漢字の奇にはいくつかの意味がある。”思いがけない”という用い方ではたとえば「奇襲」だ。”半端な”という意味では「奇数」があり、そして”めずらしい”を意図するときの言葉の一つに「奇病」がある。
その奇病が一ヶ月前から米国で広がっているという。Morgellons病という病気だ。
どう気妙か説明しよう。
皮膚の下に虫が這うようなむずむず感があり、やがて傷ができる。それはゆっくりと治癒するのだが、その傷口から青と白のスパゲティほどの太さの繊維状のものがにじみ出てくるという。それを無理に引っ張りだそうとすると全身に激痛が走る。
米国の皮膚科雑誌に症例が報告されたものだ。
もう少しネタ元にある病状の紹介をしよう。
なかには患者の犬や猫にも同じような症状を有することがある。
患者は倦怠感を訴え、頭に霧がかかったような感じになって思考を妨げる。一度かかると一生わずらうことになり、自然に治癒した症例は報告されていない。
その報告者はMorgellons研究財団という非営利組織のメンバーでその財団のサイトには2006年5月現在、米国の50州とカナダ、オーストラリア、オランダなど15の国から寄せられた2000以上の報告がなされているのだ。
病気も奇妙だがもっと奇妙なことがある。それはその財団以外の臨床報告がないということだ。

# 練習問題
**a)** 本文の中でかぎかっこ「」に入れて示されている語を、すべて挙げてください。
**b)** 本文のうち、「なかには患者の犬や猫にも同じような症状を有することがある。」で始まり「臨床報告がないということだ。」で終わる部分を、一字も変えずに書き写してください。

# 表示情報

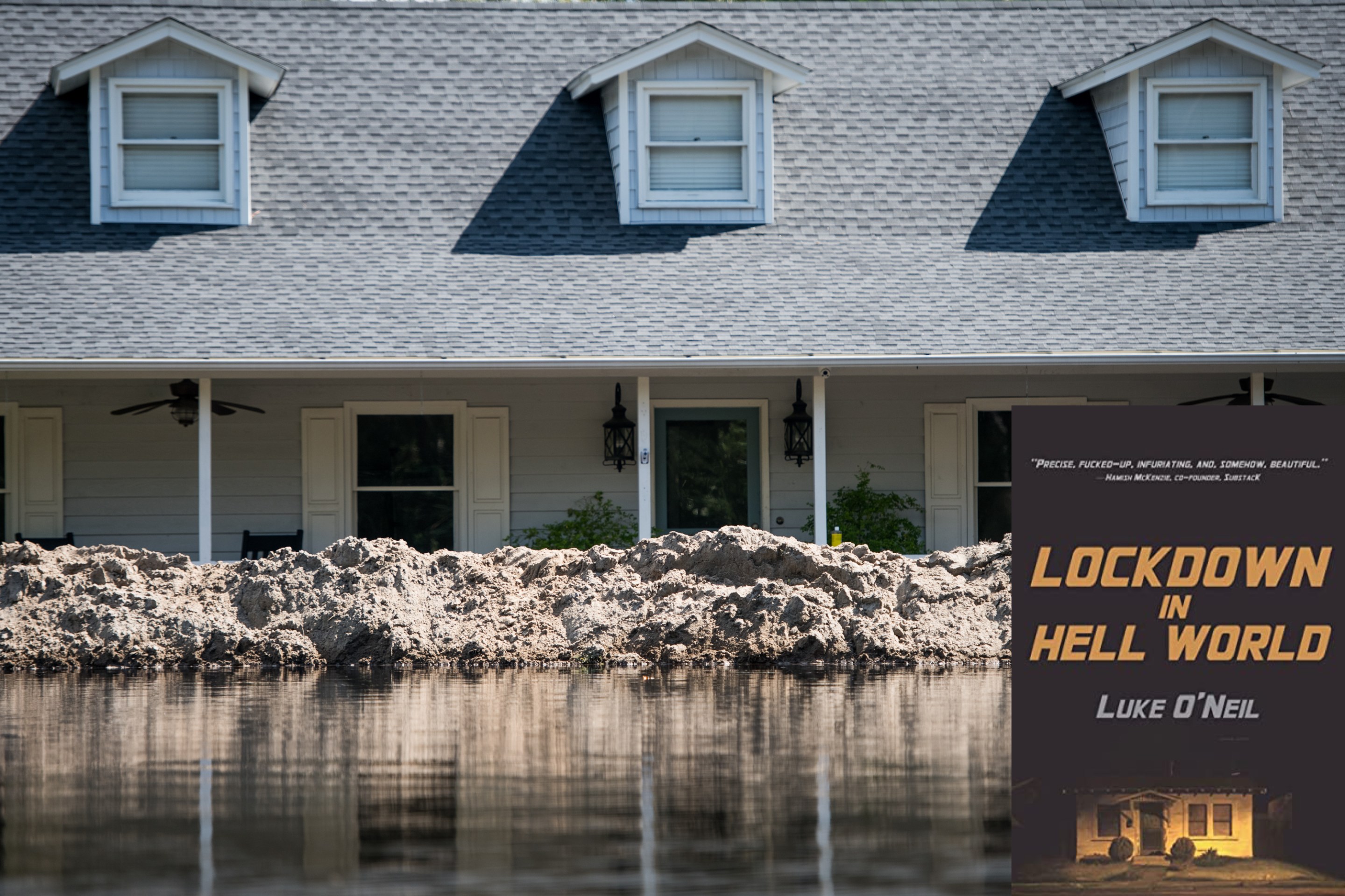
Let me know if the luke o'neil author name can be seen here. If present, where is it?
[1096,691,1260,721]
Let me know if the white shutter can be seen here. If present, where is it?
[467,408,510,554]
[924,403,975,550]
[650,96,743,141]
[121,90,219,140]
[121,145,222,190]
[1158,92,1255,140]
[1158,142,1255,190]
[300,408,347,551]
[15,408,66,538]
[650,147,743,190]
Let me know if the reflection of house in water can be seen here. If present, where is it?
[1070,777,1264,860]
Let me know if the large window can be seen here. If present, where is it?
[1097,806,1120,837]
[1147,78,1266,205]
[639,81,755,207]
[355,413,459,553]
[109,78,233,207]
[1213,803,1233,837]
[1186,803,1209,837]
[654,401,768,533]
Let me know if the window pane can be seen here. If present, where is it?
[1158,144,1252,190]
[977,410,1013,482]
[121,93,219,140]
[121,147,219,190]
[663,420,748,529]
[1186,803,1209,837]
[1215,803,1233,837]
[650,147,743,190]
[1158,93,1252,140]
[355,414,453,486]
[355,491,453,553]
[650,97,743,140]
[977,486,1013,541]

# 解答
**a)** 奇襲、奇数、奇病

**b)**
なかには患者の犬や猫にも同じような症状を有することがある。
患者は倦怠感を訴え、頭に霧がかかったような感じになって思考を妨げる。一度かかると一生わずらうことになり、自然に治癒した症例は報告されていない。
その報告者はMorgellons研究財団という非営利組織のメンバーでその財団のサイトには2006年5月現在、米国の50州とカナダ、オーストラリア、オランダなど15の国から寄せられた2000以上の報告がなされているのだ。
病気も奇妙だがもっと奇妙なことがある。それはその財団以外の臨床報告がないということだ。